(Entries from a dataset)
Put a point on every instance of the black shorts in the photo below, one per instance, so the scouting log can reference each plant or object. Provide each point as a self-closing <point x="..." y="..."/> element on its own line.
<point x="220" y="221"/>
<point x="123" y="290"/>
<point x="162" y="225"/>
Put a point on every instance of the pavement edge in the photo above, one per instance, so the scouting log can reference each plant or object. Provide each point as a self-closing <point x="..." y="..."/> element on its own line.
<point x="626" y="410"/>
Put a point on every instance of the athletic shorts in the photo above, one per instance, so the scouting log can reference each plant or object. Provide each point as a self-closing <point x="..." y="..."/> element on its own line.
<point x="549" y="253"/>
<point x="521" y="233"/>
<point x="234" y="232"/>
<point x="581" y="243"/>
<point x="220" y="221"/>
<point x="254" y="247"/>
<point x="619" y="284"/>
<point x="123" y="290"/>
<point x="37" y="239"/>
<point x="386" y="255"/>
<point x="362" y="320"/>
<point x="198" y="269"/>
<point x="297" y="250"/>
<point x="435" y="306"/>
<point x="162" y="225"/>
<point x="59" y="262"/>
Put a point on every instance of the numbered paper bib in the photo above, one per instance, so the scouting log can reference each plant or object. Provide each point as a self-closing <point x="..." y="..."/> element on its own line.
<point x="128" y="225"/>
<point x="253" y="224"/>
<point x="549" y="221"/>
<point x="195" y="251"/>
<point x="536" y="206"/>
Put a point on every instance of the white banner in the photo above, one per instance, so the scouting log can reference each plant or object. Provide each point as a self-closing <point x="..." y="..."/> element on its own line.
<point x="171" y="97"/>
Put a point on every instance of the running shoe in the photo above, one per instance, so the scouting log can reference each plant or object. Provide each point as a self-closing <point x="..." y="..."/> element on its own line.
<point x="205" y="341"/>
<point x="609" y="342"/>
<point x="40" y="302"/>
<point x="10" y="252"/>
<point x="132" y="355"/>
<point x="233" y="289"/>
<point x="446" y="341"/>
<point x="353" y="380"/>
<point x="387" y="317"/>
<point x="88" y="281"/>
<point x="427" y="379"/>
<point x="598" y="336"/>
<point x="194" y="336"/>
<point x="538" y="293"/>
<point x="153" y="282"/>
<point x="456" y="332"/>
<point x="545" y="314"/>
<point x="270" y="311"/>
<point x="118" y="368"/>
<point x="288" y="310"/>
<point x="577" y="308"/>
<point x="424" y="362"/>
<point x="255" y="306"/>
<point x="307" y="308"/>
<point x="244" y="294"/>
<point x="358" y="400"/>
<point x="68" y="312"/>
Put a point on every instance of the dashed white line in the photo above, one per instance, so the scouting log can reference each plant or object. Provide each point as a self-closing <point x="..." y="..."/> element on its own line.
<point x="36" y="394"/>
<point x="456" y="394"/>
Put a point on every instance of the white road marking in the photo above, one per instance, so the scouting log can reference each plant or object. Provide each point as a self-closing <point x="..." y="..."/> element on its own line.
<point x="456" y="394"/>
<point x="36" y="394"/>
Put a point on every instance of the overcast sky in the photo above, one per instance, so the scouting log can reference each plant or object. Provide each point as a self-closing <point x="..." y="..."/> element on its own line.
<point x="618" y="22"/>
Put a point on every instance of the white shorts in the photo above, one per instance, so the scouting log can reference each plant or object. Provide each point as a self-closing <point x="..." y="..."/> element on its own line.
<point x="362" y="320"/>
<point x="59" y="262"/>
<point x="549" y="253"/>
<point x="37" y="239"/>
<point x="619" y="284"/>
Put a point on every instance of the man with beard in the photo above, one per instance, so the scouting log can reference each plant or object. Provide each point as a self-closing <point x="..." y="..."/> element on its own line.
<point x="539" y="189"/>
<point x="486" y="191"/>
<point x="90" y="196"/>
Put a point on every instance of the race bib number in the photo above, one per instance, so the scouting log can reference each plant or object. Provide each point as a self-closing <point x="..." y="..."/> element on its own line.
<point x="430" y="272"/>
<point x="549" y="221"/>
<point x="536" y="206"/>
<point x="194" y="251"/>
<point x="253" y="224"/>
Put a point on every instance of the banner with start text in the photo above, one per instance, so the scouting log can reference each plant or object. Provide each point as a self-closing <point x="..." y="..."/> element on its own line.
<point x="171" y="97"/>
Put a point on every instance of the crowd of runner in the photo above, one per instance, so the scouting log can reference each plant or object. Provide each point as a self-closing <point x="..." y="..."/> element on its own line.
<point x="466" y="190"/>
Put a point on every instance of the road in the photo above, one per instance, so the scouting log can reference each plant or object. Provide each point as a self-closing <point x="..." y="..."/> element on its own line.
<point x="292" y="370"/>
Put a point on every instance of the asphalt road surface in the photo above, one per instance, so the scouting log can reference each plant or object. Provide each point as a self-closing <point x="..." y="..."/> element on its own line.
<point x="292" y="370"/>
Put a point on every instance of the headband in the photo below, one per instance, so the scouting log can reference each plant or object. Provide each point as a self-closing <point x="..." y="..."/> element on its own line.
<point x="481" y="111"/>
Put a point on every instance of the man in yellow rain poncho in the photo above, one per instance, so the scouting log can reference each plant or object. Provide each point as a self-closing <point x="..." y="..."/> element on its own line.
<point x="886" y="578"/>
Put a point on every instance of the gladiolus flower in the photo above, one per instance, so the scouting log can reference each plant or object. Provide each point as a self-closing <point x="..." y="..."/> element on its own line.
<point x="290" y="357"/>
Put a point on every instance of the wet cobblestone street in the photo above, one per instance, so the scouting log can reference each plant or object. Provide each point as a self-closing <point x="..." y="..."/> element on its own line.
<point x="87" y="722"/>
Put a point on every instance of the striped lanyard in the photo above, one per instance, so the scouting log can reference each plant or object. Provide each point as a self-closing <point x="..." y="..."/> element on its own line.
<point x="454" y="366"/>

(GIVEN REQUEST) Reproduce the lines above, swapping each occurrence of "scouting log" for "inspection log" and leaving everything else unchanged.

(TASK ANSWER)
Put a point on every instance of the black shorts in the photo below, one per instance, so the inspection log can reference each plant or object. Provide each point as a self-closing <point x="..." y="..."/> element on its own line.
<point x="220" y="221"/>
<point x="123" y="290"/>
<point x="162" y="225"/>
Put a point on every instance of the pavement edge in the photo above, one per instance, so the inspection log can reference each plant or object. Provide each point as a self-closing <point x="..." y="..."/> element on its own line.
<point x="626" y="410"/>
Put a point on every instance of the athletic shorts in the photo above, one per instance, so the inspection log can reference each plant or object. Provide each point as a self-closing <point x="..." y="..."/> element on its own line.
<point x="549" y="253"/>
<point x="521" y="233"/>
<point x="234" y="232"/>
<point x="581" y="243"/>
<point x="220" y="221"/>
<point x="254" y="247"/>
<point x="619" y="284"/>
<point x="123" y="290"/>
<point x="37" y="239"/>
<point x="386" y="255"/>
<point x="362" y="320"/>
<point x="198" y="269"/>
<point x="297" y="250"/>
<point x="435" y="306"/>
<point x="162" y="225"/>
<point x="59" y="262"/>
Put a point on every instance of the numbered paper bib in the photo above, one per instance, so the inspection log can reference each plant or object. Provide each point as a self-closing <point x="..." y="..."/> element on its own line.
<point x="128" y="225"/>
<point x="253" y="224"/>
<point x="549" y="221"/>
<point x="195" y="251"/>
<point x="536" y="206"/>
Put a point on every instance of the white banner in the photo above, one per instance, so the inspection log can reference each plant or object. Provide each point as a self-closing <point x="..." y="..."/> element on its own line.
<point x="171" y="97"/>
Put a point on every instance of the running shoe in the photo above, one per instance, so the inspection log can reference each plant or object. Provide each point as a self-closing <point x="..." y="..."/> element on its own line.
<point x="205" y="341"/>
<point x="609" y="342"/>
<point x="40" y="302"/>
<point x="10" y="252"/>
<point x="132" y="355"/>
<point x="233" y="289"/>
<point x="446" y="341"/>
<point x="353" y="380"/>
<point x="387" y="317"/>
<point x="88" y="281"/>
<point x="427" y="379"/>
<point x="598" y="336"/>
<point x="194" y="336"/>
<point x="538" y="293"/>
<point x="153" y="282"/>
<point x="456" y="332"/>
<point x="545" y="314"/>
<point x="270" y="311"/>
<point x="118" y="368"/>
<point x="288" y="310"/>
<point x="577" y="308"/>
<point x="424" y="362"/>
<point x="255" y="306"/>
<point x="307" y="308"/>
<point x="244" y="294"/>
<point x="358" y="400"/>
<point x="68" y="312"/>
Put a point on every instance of the dashed white line in the photo above, one per instance, so the inspection log can reference each plant or object. Provide each point as a self-closing <point x="..." y="..."/> element on its own line.
<point x="36" y="394"/>
<point x="456" y="394"/>
Put a point on every instance of the white road marking in the photo above, one per instance, so the inspection log can reference each plant or object. Provide each point as a self-closing <point x="..." y="..."/> element on its own line.
<point x="456" y="394"/>
<point x="36" y="394"/>
Put a point on every instance of the overcast sky in the photo above, one per instance, so the inspection log can reference each plant or object. Provide each point as a self-closing <point x="..." y="..."/> element on its own line.
<point x="618" y="22"/>
Put a point on every instance of the white shorts in the photo above, one per instance, so the inspection log can reference each plant or object. Provide each point as a self-closing <point x="..." y="..."/> element on its own line.
<point x="362" y="320"/>
<point x="59" y="262"/>
<point x="549" y="253"/>
<point x="37" y="239"/>
<point x="619" y="284"/>
Put a point on every instance of the man with beard in the photo above, one per instance, so the inspection log can reference each plant or object. Provide each point as a self-closing <point x="..." y="..."/> element on its own line.
<point x="539" y="189"/>
<point x="486" y="191"/>
<point x="90" y="196"/>
Put a point on every instance of the race bib number in the photo above, one per instance, so the inspection log can reference each plant or object. Provide each point as a self-closing <point x="..." y="..."/> element on its own line.
<point x="430" y="272"/>
<point x="549" y="221"/>
<point x="536" y="206"/>
<point x="194" y="251"/>
<point x="253" y="224"/>
Put a point on every instance of the banner with start text in the photo above, one per instance, so the inspection log can reference each plant or object. Provide each point as a self-closing <point x="..." y="..."/> element on its own line.
<point x="171" y="97"/>
Put a point on every instance of the crowd of runner in the photo above, one per instance, so the inspection log can reference each plant or object. Provide each point as a self-closing <point x="..." y="..."/> element on its own line.
<point x="466" y="190"/>
Put a point on every instance of the road in the photo above, one per instance, so the inspection log can reference each plant or object. Provide each point as a self-closing <point x="..." y="..."/> element on its own line.
<point x="292" y="370"/>
Put a point on every instance of the asphalt road surface in the photo above, one per instance, so the inspection log can reference each plant or object. Provide each point as a self-closing <point x="..." y="..."/> element on its own line.
<point x="292" y="370"/>
Put a point on every instance of the headband in the photo below, one per instance, so the inspection log can reference each plant or object. Provide each point as a self-closing <point x="..." y="..."/> element on its own line.
<point x="481" y="111"/>
Put a point on every instance of the man in yellow rain poncho in the photo above, one per instance, so the inspection log can reference each plant or object. Provide each point as a self-closing <point x="..." y="..."/> element on its own line.
<point x="886" y="578"/>
Put a point on every instance of the gladiolus flower in the photo above, one per instance, so the inspection log can reference each plant or object. Provide each point as a self-closing <point x="..." y="..."/> element on its own line.
<point x="290" y="357"/>
Put a point on every instance of the wet cobblestone street in the photo above, one per instance, so the inspection log can reference each plant or object. Provide each point as a self-closing <point x="..." y="..."/> element on its own line.
<point x="87" y="722"/>
Put a point on every instance of the striped lanyard in the photo above, one per instance, so the inspection log can reference each plant or object. Provide each point as a self-closing <point x="..." y="..."/> element on its own line.
<point x="454" y="366"/>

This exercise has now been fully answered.